**Material provided:**

★ ★ ★ ★ ★

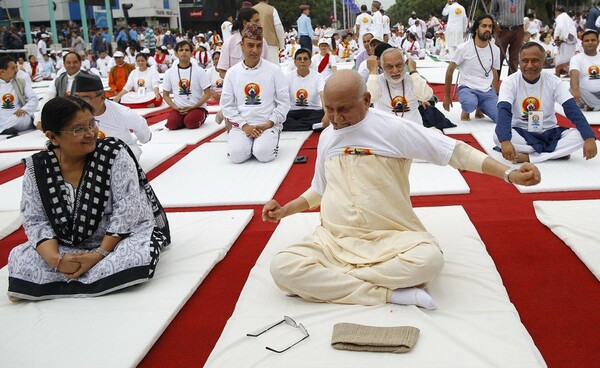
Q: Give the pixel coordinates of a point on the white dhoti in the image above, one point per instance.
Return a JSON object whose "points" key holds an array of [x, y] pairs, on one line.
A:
{"points": [[370, 241], [454, 37]]}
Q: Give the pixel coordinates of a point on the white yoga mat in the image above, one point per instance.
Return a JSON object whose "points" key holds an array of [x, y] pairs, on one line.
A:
{"points": [[155, 154], [9, 222], [34, 140], [465, 127], [284, 135], [475, 324], [117, 330], [430, 179], [206, 177], [593, 117], [10, 192], [10, 159], [576, 223], [160, 134], [557, 175]]}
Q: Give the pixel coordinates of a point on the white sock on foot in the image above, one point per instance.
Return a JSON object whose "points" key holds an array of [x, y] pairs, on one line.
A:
{"points": [[413, 296]]}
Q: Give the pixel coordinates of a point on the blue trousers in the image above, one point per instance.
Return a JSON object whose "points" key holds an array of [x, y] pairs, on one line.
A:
{"points": [[471, 99]]}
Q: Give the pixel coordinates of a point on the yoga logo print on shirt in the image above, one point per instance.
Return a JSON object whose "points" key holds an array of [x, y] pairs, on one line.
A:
{"points": [[301, 97], [184, 87], [8, 101], [530, 103], [594, 72], [399, 104], [252, 93]]}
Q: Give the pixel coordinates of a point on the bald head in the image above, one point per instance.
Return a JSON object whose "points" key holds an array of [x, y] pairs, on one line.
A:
{"points": [[346, 99]]}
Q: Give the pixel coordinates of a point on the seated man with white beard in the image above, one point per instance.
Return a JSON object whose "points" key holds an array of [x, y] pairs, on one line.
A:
{"points": [[392, 92]]}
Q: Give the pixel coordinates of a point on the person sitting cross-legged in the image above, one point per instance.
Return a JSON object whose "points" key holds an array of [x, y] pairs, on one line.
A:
{"points": [[191, 89]]}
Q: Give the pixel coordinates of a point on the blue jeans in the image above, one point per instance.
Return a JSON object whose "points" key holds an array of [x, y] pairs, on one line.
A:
{"points": [[471, 99]]}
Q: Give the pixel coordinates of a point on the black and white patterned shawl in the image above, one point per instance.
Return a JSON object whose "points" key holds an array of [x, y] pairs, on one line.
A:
{"points": [[93, 192]]}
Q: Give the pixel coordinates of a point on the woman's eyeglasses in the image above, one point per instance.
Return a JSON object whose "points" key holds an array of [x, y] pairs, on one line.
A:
{"points": [[290, 322]]}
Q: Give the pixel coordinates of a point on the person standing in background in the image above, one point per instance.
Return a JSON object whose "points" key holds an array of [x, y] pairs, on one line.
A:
{"points": [[510, 15]]}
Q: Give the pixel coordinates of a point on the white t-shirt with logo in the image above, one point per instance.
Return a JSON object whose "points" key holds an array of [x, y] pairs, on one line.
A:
{"points": [[178, 81], [472, 74], [539, 96], [589, 71], [305, 91], [216, 82]]}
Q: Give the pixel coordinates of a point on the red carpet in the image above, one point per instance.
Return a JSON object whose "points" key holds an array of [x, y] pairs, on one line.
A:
{"points": [[557, 297]]}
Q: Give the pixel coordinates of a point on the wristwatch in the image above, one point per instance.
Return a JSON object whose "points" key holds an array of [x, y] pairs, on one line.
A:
{"points": [[507, 173]]}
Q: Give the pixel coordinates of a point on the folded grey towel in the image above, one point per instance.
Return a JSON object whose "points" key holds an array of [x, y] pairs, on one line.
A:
{"points": [[351, 336]]}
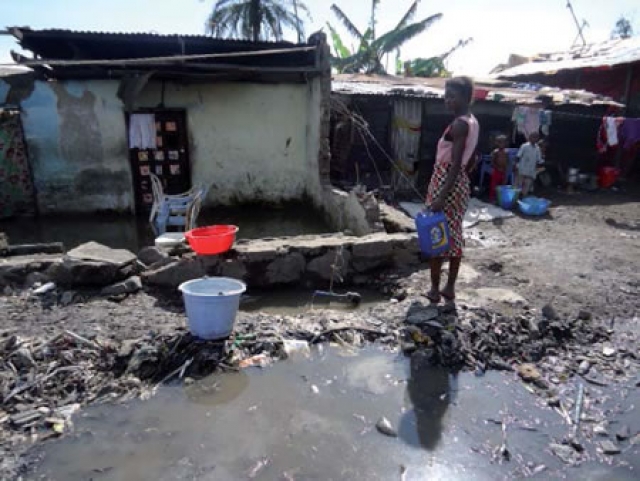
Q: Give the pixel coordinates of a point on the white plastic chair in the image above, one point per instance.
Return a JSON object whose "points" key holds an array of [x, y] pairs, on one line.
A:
{"points": [[179, 210]]}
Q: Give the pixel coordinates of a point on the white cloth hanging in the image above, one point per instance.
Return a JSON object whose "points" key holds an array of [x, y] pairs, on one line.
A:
{"points": [[142, 131], [612, 131]]}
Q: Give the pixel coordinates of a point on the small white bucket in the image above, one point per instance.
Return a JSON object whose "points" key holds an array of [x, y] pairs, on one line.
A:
{"points": [[212, 304], [169, 240], [572, 178]]}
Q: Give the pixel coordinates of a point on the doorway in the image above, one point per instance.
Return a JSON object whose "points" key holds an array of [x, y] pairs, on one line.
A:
{"points": [[158, 144], [17, 196]]}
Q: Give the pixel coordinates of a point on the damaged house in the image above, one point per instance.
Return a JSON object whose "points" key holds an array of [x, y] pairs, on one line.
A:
{"points": [[405, 117], [101, 111]]}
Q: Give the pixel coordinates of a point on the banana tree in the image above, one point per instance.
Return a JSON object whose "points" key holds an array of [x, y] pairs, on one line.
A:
{"points": [[430, 67], [372, 49]]}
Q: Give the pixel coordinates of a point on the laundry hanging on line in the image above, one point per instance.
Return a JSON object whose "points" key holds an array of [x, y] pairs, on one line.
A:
{"points": [[630, 133], [529, 120], [142, 131], [615, 131]]}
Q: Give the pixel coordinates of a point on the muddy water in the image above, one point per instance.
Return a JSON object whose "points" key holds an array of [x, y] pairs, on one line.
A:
{"points": [[300, 301], [133, 233], [313, 419]]}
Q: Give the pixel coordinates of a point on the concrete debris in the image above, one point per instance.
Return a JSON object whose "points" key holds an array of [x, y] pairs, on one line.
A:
{"points": [[550, 313], [151, 255], [609, 448], [600, 430], [566, 453], [623, 433], [384, 427], [584, 368], [48, 287], [129, 286], [4, 243], [67, 298], [529, 373], [93, 251], [420, 314]]}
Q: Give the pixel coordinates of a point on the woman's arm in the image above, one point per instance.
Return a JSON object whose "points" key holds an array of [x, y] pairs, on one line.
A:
{"points": [[459, 132]]}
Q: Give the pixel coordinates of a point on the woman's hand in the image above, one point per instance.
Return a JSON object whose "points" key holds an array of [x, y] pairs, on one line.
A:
{"points": [[437, 205]]}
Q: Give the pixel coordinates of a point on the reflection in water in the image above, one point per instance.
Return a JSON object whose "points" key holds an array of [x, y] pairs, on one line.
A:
{"points": [[430, 393], [218, 389]]}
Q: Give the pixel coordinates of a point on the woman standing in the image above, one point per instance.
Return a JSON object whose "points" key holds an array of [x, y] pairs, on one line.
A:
{"points": [[449, 188]]}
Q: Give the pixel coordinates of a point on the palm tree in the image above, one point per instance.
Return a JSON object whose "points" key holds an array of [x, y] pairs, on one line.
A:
{"points": [[256, 19], [372, 49], [623, 29]]}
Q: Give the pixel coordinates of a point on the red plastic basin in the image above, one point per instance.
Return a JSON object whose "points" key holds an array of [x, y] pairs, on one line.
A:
{"points": [[212, 240], [607, 176]]}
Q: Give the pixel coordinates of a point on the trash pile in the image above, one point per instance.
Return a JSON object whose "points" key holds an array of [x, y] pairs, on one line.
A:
{"points": [[479, 339], [44, 382]]}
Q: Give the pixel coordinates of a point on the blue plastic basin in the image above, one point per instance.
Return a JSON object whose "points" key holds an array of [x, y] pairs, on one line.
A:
{"points": [[534, 206], [507, 196], [433, 233]]}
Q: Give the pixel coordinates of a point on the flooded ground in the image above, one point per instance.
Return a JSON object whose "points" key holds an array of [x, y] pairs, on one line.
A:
{"points": [[314, 419], [300, 301], [133, 233]]}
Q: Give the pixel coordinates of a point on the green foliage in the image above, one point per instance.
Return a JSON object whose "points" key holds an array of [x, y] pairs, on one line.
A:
{"points": [[623, 29], [433, 66], [256, 19], [372, 49]]}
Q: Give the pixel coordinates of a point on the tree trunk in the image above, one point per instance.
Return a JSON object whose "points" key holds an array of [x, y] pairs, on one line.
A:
{"points": [[255, 12]]}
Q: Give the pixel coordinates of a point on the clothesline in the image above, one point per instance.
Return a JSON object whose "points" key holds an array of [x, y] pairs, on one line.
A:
{"points": [[584, 116]]}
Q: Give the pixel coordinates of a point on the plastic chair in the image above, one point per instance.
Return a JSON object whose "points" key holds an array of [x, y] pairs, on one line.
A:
{"points": [[179, 211]]}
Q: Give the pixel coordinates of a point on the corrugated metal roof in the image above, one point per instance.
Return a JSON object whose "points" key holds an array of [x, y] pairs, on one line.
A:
{"points": [[488, 89], [57, 44], [150, 35], [11, 71], [597, 55], [358, 84]]}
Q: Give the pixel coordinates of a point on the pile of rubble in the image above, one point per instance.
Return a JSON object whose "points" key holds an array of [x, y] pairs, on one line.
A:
{"points": [[43, 382], [480, 339]]}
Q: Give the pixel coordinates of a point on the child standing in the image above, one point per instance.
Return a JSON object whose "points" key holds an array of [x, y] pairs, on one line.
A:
{"points": [[529, 157], [500, 164]]}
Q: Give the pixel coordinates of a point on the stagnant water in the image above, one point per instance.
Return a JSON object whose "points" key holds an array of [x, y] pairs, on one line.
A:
{"points": [[314, 419], [133, 233]]}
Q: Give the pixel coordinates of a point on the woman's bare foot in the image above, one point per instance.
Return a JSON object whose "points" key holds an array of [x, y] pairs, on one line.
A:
{"points": [[434, 296], [448, 293]]}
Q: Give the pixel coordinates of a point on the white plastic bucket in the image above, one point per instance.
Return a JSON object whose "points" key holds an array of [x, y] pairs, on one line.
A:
{"points": [[212, 304]]}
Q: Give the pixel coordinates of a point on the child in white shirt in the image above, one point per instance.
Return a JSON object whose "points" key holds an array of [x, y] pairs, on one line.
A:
{"points": [[529, 157]]}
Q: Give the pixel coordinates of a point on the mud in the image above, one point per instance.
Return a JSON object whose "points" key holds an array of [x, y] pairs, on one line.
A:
{"points": [[583, 259], [316, 419]]}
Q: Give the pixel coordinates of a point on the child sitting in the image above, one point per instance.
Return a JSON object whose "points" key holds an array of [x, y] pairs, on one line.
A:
{"points": [[529, 157], [500, 164]]}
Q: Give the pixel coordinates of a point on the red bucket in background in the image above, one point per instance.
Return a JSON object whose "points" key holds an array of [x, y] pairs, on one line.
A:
{"points": [[607, 176], [212, 240]]}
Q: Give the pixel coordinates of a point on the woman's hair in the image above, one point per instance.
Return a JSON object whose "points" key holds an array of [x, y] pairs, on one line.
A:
{"points": [[462, 85]]}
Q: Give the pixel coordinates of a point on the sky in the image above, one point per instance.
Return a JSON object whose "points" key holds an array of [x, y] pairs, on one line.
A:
{"points": [[498, 27]]}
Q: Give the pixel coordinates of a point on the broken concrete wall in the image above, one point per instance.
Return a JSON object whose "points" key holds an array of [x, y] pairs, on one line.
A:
{"points": [[75, 134], [250, 141], [311, 260]]}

★ ★ ★ ★ ★

**Set exercise:** Write out exactly the lines from the line holding "Q: Give the pixel coordinates of a point on the sky" through the last line of the data, and nothing besides those lines.

**Solution to this problem:**
Q: Give the pixel coordinates of a point on the sky in the image above, one point per instance.
Return a JSON object whose "points" key holds an array of [x, y] pairs, on one line.
A:
{"points": [[498, 27]]}
Q: Give the pixel coordinates of a point on the broken concrete wall in the image above, one point per instance.
Return a JSON object whose "points" key holds an array of [x, y] pairs, on one line.
A:
{"points": [[75, 134], [250, 141], [311, 260]]}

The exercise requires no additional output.